Dataset records
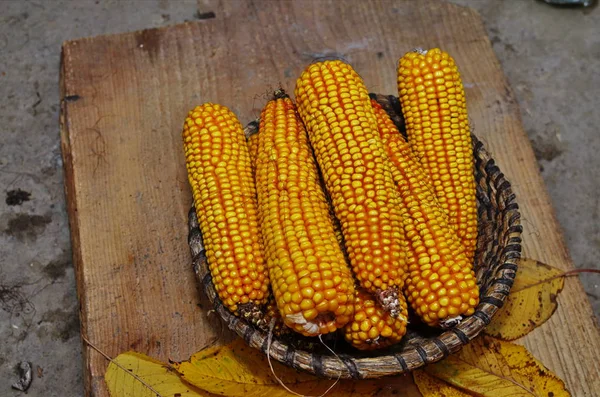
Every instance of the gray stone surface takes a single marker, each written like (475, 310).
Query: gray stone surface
(551, 57)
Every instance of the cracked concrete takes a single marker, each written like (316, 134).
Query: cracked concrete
(551, 57)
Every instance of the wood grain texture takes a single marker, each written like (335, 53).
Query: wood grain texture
(124, 99)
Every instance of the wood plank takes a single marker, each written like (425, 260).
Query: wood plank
(124, 101)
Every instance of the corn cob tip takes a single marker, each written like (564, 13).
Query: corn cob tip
(314, 326)
(450, 322)
(389, 301)
(251, 312)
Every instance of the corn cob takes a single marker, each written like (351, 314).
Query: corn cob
(371, 327)
(219, 173)
(251, 133)
(335, 107)
(441, 285)
(311, 281)
(433, 103)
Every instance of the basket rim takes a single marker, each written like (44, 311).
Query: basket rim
(418, 351)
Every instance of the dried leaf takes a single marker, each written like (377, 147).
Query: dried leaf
(532, 301)
(430, 386)
(151, 378)
(491, 367)
(238, 370)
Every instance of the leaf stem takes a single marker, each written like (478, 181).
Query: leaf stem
(106, 356)
(568, 273)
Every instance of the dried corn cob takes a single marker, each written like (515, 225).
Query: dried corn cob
(335, 107)
(311, 281)
(433, 103)
(220, 176)
(251, 133)
(441, 285)
(371, 327)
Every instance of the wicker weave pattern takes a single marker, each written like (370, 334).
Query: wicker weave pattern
(498, 249)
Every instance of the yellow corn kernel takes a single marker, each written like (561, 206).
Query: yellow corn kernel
(334, 104)
(219, 174)
(311, 281)
(441, 285)
(371, 327)
(434, 106)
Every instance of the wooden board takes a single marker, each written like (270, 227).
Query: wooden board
(124, 99)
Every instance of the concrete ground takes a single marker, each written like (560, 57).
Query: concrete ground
(551, 57)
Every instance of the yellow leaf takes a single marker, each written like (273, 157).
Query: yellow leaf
(238, 370)
(491, 367)
(153, 378)
(433, 387)
(532, 301)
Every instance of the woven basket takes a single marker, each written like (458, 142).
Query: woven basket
(498, 248)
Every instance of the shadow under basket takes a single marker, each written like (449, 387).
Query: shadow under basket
(495, 264)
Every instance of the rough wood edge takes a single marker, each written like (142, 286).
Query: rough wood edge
(71, 202)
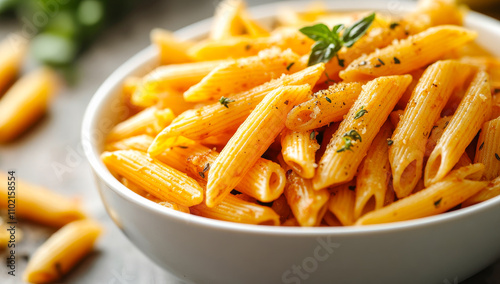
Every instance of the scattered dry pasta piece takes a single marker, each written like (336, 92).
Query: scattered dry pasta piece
(25, 102)
(62, 251)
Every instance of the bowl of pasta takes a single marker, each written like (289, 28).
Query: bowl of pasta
(357, 142)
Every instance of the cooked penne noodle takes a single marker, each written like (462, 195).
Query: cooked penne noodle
(340, 163)
(234, 209)
(39, 204)
(171, 49)
(244, 46)
(265, 181)
(242, 74)
(325, 107)
(251, 140)
(374, 173)
(408, 54)
(299, 151)
(149, 121)
(428, 99)
(214, 119)
(308, 205)
(455, 188)
(342, 202)
(12, 52)
(491, 191)
(472, 112)
(25, 102)
(171, 78)
(227, 22)
(488, 148)
(154, 177)
(63, 250)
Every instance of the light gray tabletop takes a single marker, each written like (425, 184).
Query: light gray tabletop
(54, 141)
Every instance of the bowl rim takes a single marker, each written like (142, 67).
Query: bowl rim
(95, 108)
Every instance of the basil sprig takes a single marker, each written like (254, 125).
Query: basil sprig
(329, 42)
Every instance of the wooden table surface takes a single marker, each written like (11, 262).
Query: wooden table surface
(54, 141)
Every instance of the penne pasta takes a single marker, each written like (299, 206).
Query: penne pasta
(216, 118)
(374, 174)
(149, 121)
(491, 191)
(455, 188)
(25, 102)
(12, 52)
(324, 107)
(171, 79)
(242, 74)
(171, 49)
(153, 176)
(251, 140)
(39, 205)
(340, 162)
(472, 112)
(234, 209)
(298, 150)
(62, 251)
(488, 148)
(408, 54)
(342, 202)
(409, 139)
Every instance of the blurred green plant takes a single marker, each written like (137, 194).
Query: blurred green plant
(60, 30)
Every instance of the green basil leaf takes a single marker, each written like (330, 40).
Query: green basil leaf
(357, 30)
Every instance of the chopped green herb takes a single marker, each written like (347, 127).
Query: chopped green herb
(360, 113)
(329, 42)
(393, 25)
(481, 146)
(225, 101)
(348, 138)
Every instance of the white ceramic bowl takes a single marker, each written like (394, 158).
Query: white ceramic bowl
(437, 249)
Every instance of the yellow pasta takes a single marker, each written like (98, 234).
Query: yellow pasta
(340, 162)
(488, 148)
(428, 99)
(251, 140)
(242, 74)
(38, 204)
(149, 121)
(234, 209)
(409, 54)
(154, 177)
(374, 173)
(342, 202)
(216, 118)
(491, 191)
(325, 107)
(25, 102)
(298, 150)
(472, 112)
(12, 52)
(63, 250)
(171, 78)
(438, 198)
(244, 46)
(171, 49)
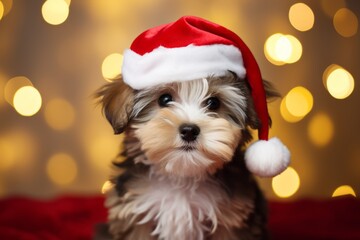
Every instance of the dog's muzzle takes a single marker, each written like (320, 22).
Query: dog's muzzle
(189, 132)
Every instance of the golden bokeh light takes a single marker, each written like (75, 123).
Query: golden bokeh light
(344, 190)
(280, 49)
(286, 184)
(299, 101)
(339, 82)
(61, 169)
(269, 49)
(13, 85)
(1, 10)
(27, 101)
(283, 49)
(55, 12)
(345, 22)
(327, 72)
(320, 129)
(301, 17)
(8, 154)
(108, 185)
(111, 66)
(330, 7)
(286, 115)
(59, 114)
(296, 49)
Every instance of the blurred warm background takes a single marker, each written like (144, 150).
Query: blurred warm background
(54, 54)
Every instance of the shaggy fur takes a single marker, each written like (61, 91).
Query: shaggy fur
(176, 189)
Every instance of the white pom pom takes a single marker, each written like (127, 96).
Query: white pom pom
(267, 158)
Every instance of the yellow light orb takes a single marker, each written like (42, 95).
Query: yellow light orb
(61, 169)
(345, 22)
(13, 85)
(280, 49)
(287, 116)
(1, 10)
(344, 190)
(286, 184)
(55, 12)
(59, 114)
(269, 49)
(301, 17)
(340, 83)
(321, 129)
(27, 101)
(296, 49)
(299, 101)
(111, 66)
(8, 154)
(283, 49)
(327, 72)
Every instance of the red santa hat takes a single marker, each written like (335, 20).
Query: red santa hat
(194, 48)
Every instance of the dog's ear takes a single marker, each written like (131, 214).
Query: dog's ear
(117, 100)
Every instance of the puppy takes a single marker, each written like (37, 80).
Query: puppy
(184, 173)
(189, 93)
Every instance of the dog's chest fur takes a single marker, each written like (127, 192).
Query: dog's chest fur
(157, 207)
(179, 209)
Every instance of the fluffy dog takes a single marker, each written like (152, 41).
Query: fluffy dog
(184, 176)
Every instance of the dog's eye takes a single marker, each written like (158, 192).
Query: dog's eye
(164, 100)
(213, 103)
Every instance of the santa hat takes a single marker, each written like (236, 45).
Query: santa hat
(194, 48)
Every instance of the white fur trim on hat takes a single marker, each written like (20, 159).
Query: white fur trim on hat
(166, 65)
(267, 158)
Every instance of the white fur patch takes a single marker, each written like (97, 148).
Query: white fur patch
(267, 158)
(166, 65)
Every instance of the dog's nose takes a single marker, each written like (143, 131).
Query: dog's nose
(189, 132)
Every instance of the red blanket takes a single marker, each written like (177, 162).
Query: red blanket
(75, 217)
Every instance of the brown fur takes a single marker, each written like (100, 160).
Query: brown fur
(151, 137)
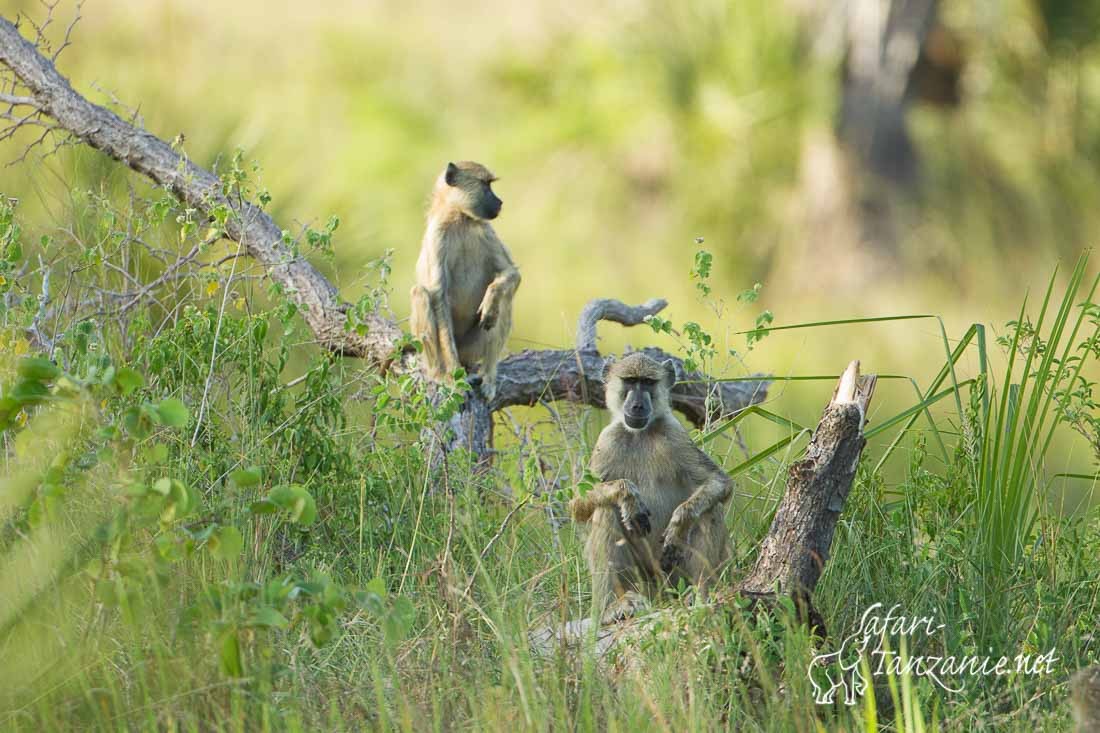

Problem details
Extract every line from the records above that contains the word "grain", copying each such line in full.

Problem solution
Every instance of the wood grain texture takes a single marker, each written like (335, 53).
Query: wood grain texture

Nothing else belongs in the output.